Selected excerpt Start Marker

- The coordinator failed to travel to Nairobi to give his submissions on the housing levy citing several factors including a court case
- The environment, he said, is already toxic and felt that his submission will not be taken into account
A lobby group in Kisumu has criticised Parliament for failing to conduct public participation on housing levy in 25 counties.
Grassroots Trust coordinator Lawrence Apiyo said the counties were sidelined during public hearings without any justification, denying locals the opportunity to give their views.
“There is no doubt on the quantity and quality of the outcome. I say so because a bigger section of Kenyans and beneficiaries have been left out in this rushed process,” Apiyo said.
He said people were not first educated on the bill to prepare them adequately before making their presentation.
Apiyo, a member of the Housing Rights Coalition Kenya, on Monday declined to appear before the joint National Assembly housing and finance committees conducting public participation on the affordable housing levy.
He questioned why Kisumu county was excluded from counties where public participation was conducted.
“If they wanted my contribution, why did they omit Kisumu? What justification do they have?” he said.
The coordinator failed to travel to Nairobi to give his submissions on the housing levy citing several factors including a court case.
“While I appreciate this invitation as a recognition of what I, my organisation and the Housing Rights Coalition Kenya stands for in regards to this matter, I humbly decline the invite,” he said.
The environment, he said, is already toxic and felt that his submission will not be taken into account.
“It is not safe and the whole process is not convincing that it is going to give any better results,” Apiyo said.
He termed the hearing process faulty and chooses to stick with the Judiciary for any arbitration on the housing levy.
Apiyo said the recent utterances by President William Ruto point to a conclusive process on the meetings.

Selected excerpt End Marker
Data supplied Start Marker

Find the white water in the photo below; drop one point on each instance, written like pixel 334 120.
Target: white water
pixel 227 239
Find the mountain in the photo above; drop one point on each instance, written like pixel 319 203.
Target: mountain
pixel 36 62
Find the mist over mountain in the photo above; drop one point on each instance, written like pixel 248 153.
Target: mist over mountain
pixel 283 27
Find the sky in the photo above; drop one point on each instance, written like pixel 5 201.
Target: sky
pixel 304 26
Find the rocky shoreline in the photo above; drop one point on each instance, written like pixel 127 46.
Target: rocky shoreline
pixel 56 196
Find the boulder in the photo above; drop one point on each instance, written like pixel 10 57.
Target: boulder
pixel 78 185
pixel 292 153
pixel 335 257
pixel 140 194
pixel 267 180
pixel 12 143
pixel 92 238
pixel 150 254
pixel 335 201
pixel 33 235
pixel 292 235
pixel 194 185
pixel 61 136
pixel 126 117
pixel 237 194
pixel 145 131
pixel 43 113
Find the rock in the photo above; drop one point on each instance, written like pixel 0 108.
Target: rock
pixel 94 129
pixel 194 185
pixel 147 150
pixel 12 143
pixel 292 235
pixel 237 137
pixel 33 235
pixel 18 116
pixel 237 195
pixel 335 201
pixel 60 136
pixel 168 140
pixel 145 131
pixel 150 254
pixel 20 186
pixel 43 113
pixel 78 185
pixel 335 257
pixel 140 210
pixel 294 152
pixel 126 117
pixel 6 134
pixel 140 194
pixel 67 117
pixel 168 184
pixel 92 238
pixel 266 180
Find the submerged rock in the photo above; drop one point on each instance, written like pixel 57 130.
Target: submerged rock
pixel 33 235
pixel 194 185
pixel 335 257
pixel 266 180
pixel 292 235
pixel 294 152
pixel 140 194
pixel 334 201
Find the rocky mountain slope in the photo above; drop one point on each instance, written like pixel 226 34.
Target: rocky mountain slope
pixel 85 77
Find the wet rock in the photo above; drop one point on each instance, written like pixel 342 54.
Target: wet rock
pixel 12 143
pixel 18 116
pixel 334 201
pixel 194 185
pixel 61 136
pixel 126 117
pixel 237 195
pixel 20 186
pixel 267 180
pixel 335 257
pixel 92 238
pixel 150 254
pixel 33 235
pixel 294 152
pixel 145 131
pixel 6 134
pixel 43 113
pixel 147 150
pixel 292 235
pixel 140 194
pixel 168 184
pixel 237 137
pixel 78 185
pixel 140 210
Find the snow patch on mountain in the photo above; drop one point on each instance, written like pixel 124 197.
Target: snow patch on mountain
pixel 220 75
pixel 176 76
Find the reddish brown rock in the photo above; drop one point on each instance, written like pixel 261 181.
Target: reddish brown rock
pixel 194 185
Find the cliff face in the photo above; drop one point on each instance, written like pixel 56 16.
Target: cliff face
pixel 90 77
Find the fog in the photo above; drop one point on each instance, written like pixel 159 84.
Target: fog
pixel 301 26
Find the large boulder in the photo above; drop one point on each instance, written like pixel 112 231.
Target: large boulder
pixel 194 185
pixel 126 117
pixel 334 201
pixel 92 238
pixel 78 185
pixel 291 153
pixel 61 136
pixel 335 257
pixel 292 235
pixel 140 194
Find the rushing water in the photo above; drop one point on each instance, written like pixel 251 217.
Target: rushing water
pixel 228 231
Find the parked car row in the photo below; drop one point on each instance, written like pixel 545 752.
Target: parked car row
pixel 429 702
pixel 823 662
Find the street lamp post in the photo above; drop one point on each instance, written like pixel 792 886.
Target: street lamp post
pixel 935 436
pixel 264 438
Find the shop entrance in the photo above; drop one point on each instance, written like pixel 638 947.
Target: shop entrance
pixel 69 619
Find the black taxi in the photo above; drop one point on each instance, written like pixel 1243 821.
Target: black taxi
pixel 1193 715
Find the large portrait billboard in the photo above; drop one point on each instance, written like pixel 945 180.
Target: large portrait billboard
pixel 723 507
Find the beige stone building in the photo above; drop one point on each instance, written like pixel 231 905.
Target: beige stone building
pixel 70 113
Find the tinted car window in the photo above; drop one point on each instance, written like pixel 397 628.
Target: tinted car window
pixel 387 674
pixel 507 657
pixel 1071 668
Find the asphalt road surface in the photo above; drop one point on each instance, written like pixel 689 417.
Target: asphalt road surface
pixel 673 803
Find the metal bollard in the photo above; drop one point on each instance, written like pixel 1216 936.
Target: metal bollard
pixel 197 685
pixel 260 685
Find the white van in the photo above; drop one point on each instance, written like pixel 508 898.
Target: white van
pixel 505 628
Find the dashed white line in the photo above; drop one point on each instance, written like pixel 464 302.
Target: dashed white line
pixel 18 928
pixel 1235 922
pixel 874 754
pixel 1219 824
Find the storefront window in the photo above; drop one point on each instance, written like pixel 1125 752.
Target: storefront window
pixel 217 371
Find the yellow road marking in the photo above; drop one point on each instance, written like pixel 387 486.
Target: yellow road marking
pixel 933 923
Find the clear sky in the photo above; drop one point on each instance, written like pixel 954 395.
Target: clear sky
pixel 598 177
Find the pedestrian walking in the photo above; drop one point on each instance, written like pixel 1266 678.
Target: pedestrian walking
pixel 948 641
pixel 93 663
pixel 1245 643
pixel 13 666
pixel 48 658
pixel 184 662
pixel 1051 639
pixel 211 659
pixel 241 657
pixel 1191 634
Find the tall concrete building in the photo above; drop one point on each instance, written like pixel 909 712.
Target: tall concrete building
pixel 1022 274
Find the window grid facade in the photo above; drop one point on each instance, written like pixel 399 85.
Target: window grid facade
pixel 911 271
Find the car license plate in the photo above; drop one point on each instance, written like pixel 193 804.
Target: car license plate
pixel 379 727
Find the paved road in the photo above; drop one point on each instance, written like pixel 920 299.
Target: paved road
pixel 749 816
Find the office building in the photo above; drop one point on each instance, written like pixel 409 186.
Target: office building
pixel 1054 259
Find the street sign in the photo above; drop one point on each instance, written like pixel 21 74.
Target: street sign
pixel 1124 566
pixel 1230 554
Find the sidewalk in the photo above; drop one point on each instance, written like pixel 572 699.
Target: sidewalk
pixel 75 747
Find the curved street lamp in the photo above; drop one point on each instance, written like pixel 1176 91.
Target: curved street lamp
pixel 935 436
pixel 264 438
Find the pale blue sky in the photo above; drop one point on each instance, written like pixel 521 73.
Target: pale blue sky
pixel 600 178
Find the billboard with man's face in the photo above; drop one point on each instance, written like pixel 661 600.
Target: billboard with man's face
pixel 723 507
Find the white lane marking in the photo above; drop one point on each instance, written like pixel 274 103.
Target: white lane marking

Data supplied End Marker

Work to complete
1. In the housing levy article, restate the paragraph beginning "Apiyo, a member of the Housing Rights Coalition Kenya" in one shorter sentence that keeps its main facts.
2. Continue the housing levy article after its last sentence.

Task results
1. On Monday, Housing Rights Coalition Kenya member Apiyo refused to appear before the joint National Assembly housing and finance committees holding public participation on the affordable housing levy.

2.
“The statements made by the leaders of the Kenya Kwanza administration are not only threatening but have also spoiled the environment for any meaningful public engagement,” he said.
The activist said such remarks leave doubts as to whether any reasonable thinker will find any space in the Bill.
Apiyo said the outburst by the Kenya Kwanza leaders on court ruling was worrying and intimidation to Judiciary and judges.
He cited statements such as, "some two or three people who buy lawyers, bribe judges to frustrate my programmes are going to be dealt with’, ‘we will pass the bill wapende wasipende’ (whether they like it or not’).
He said their attempts to meet the departmental committee on housing to interrogate some issues was deliberately ignored by the government.
Apiyo said he has already challenged the housing levy process in court and does not wish to travel to Nairobi on taxpayers’ money to participate in the process.
“Like majority of Kenyans, I have faith in the Judiciary as the best arbiter in this matter,” Apiyo said.
He condemned the Changamwe evictions that have exposed the victims to severe rights violations in the name of creating space for affordable housing.
Apiyo said the explanation given by Kenya Kwanza that affordable housing was creating employment for the youth is not enough.
“This is a simplistic way of defining public interest. It is my position that public interest must touch on the entire wellbeing of the society,” he said.